# Reading passage:

::::

However, basically there were but a few forms out of which this great diversity grew. The original forms of all the silver work manufactured by the Navajo were relatively simple. These were objects that spread from the Plains Indians into the Navajo area. These objects were made of thin, light metals, principally German silver (an alloy that contains no silver), brass and copper. These were rings, bracelets and hair plates, which in turn became conchas, worn by the Kiowa, Comanche, Dakota, Cheyenne, Ute, Pawnee, Osage, etc.
The concha belt is among the most striking products of the Navajo silversmith's art. Conchas (shells) as they were known in New Mexico, were large, oval or circular, silver brooch-like ornaments. Some of the Mexican bridles had silver conchas on the head stalls. Old Mexican bridle conchas used floral and geometric patterns. Hence the decorative elements that influenced the Navajo silversmiths. Good conchas represent much patient work with small, usually repeated, designs, struck one element at the time with a home-made die and a hand hammer. Originally these belts did not have a buckle, but were fastened with leather thongs. Most old belts today are equipped with buckles. Among the earliest buckles made by Navajo smiths are simple copies of harness buckles.

::::

# Extracted entries:
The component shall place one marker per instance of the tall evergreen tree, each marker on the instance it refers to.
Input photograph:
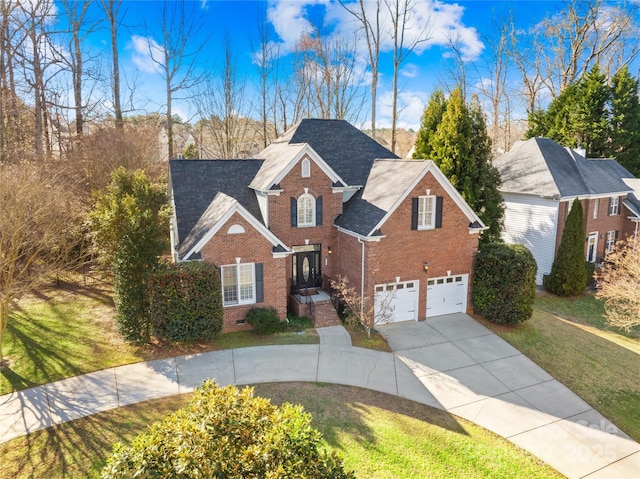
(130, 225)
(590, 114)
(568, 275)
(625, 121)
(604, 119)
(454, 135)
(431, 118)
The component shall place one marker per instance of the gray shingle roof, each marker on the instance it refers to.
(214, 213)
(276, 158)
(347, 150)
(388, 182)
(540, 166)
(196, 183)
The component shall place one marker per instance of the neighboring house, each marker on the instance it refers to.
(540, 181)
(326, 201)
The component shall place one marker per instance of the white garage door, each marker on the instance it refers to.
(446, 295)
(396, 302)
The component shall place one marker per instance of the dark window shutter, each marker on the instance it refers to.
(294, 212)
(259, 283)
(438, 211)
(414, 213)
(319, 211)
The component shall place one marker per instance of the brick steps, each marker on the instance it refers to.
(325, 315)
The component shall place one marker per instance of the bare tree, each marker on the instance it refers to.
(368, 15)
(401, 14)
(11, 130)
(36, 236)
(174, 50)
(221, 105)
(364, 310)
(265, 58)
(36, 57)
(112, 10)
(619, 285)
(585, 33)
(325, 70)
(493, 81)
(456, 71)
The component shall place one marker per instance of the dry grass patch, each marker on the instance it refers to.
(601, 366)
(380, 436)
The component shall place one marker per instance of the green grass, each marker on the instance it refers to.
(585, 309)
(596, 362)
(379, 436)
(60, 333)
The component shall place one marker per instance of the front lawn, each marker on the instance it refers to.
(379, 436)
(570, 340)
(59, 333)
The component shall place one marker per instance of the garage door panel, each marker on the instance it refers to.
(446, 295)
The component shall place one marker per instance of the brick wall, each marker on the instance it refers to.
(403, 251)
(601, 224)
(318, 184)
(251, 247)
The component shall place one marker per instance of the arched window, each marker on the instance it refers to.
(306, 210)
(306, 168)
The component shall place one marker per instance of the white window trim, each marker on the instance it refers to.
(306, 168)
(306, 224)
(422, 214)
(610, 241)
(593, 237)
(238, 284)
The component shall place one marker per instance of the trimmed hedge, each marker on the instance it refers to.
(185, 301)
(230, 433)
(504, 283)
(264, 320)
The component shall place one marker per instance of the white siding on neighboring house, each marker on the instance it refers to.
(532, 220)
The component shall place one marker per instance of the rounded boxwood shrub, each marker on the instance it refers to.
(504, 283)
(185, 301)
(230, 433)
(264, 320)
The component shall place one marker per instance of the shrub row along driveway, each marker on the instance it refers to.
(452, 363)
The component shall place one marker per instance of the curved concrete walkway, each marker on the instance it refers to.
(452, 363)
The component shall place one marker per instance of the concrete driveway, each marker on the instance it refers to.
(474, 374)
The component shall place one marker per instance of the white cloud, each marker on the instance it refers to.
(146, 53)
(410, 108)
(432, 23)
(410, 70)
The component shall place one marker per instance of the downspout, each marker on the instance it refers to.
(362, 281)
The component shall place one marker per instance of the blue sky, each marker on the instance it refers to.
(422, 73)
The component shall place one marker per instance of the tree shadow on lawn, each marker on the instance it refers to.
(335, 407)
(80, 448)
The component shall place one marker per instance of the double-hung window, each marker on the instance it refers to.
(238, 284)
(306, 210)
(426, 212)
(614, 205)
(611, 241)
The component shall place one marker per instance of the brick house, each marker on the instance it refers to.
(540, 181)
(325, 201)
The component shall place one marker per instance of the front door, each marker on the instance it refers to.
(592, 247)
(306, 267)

::::

# What is required:
Could you return the full passage on Navajo silverwork from above, word for word?

# Response box:
However, basically there were but a few forms out of which this great diversity grew. The original forms of all the silver work manufactured by the Navajo were relatively simple. These were objects that spread from the Plains Indians into the Navajo area. These objects were made of thin, light metals, principally German silver (an alloy that contains no silver), brass and copper. These were rings, bracelets and hair plates, which in turn became conchas, worn by the Kiowa, Comanche, Dakota, Cheyenne, Ute, Pawnee, Osage, etc.
The concha belt is among the most striking products of the Navajo silversmith's art. Conchas (shells) as they were known in New Mexico, were large, oval or circular, silver brooch-like ornaments. Some of the Mexican bridles had silver conchas on the head stalls. Old Mexican bridle conchas used floral and geometric patterns. Hence the decorative elements that influenced the Navajo silversmiths. Good conchas represent much patient work with small, usually repeated, designs, struck one element at the time with a home-made die and a hand hammer. Originally these belts did not have a buckle, but were fastened with leather thongs. Most old belts today are equipped with buckles. Among the earliest buckles made by Navajo smiths are simple copies of harness buckles.